● Extracted text:
To test whether words, sounds or no marker would make a difference, a 2016 study by
Chiandetti and Avella compared training by unfamiliar dog trainers with, a clicker and
a treat, a spoken “Bravo” and a treat and a treat only.  Dogs were trained to open a bread
box and to generalize the task to an object that had the same function but appeared
different.  The researchers found no significant differences in any of the treatments.  
They noted ‘learning seems to be independent from the type of sound anticipating the
food reward, and even more strikingly, it seems to be equivalent either with or without
the clicker sound or the word “Bravo.”  In this study, experimenters held to saying the
word “Bravo” in a flat and uniform tone, but how might these results be different if the
experimenters spoke with the sort of inflection and emotion that we use in everyday
training life?  The scientists concluded:

          “The fact that dogs pay high attention to other human cues besides the reward-
    ing ones, as for instance those communicative signals shown with ostensive
    communication,  makes social forms of learning more effective than learning
    based on clicker training, as recently demonstrated by Fugazza and Miklósi. In
    this sense,we can expect that an enthusiastic regulation of the trainer’s tone of
    voice might modulate the efficacy of the learning. Indeed, dogs (and horses)

● Material:
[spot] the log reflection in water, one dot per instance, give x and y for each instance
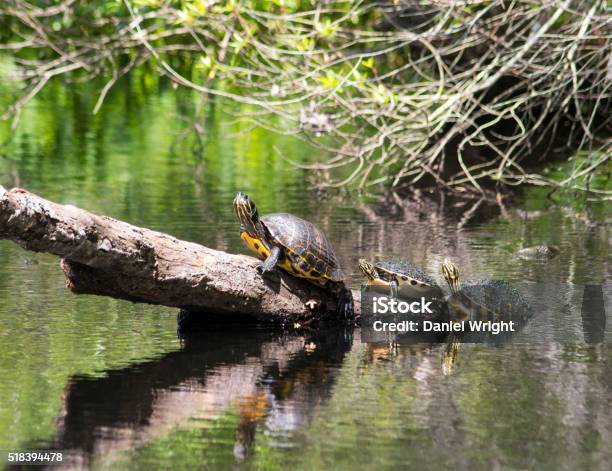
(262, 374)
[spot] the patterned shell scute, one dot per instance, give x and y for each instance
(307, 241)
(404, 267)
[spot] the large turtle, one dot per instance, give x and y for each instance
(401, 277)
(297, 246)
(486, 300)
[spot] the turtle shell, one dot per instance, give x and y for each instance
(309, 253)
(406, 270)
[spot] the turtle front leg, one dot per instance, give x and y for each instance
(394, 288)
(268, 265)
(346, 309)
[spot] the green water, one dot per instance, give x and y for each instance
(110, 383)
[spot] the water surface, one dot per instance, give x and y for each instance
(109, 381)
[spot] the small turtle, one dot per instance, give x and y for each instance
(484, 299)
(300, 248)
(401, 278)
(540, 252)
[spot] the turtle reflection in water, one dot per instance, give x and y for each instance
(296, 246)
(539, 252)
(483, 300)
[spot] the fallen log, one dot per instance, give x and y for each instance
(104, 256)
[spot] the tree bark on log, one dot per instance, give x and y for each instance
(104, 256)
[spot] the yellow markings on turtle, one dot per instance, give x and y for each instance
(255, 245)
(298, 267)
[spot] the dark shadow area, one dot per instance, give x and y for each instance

● Written request: Please extend the passage on clicker versus spoken-marker training in dogs, picking up at its final words.

● Output for this task:
    respond congruently to verbal commands as human infants do. In our experi-
    ment, the word “Bravo” was pronounced in a neutral and consistent way across
    trials, thus resembling more the automatic click-clack of the clicker than an
    enthusiastic trainer. A further investigation should consider the possibility that
    the melodic contour of the trainer’s voice could improve the dogs’ learning. “

Clicker trainers claim that dogs that are clicker trained are trained faster and acquire
complex behaviors more efficiently.   Those who eschew clickers maintain that clicker
trained dogs are more excitable and impulsive.   Another study, done later in 2018, by
Feng, Hodgens, Woodhead, et al., compared dog owners training their own dogs using
either clicker training (clicker plus food) or food only training and found no specific
advantages or drawbacks with either method in terms of dog owner relationship or
impacts on the dog’s impulsivity or problem training skills.  Owners were followed
over a six week training course and while owners did report difficulty with the clicker
method initially they also reported that it had a benefit when teaching a behavior at a
where the dog was not in eye contact with the owner (nose touching a cone).  The
authors concluded that the “study provides the first evidence that clicker training may
make certain tricks less challenging to train, but also that it may not produce benefits as
greatly as previously reported.”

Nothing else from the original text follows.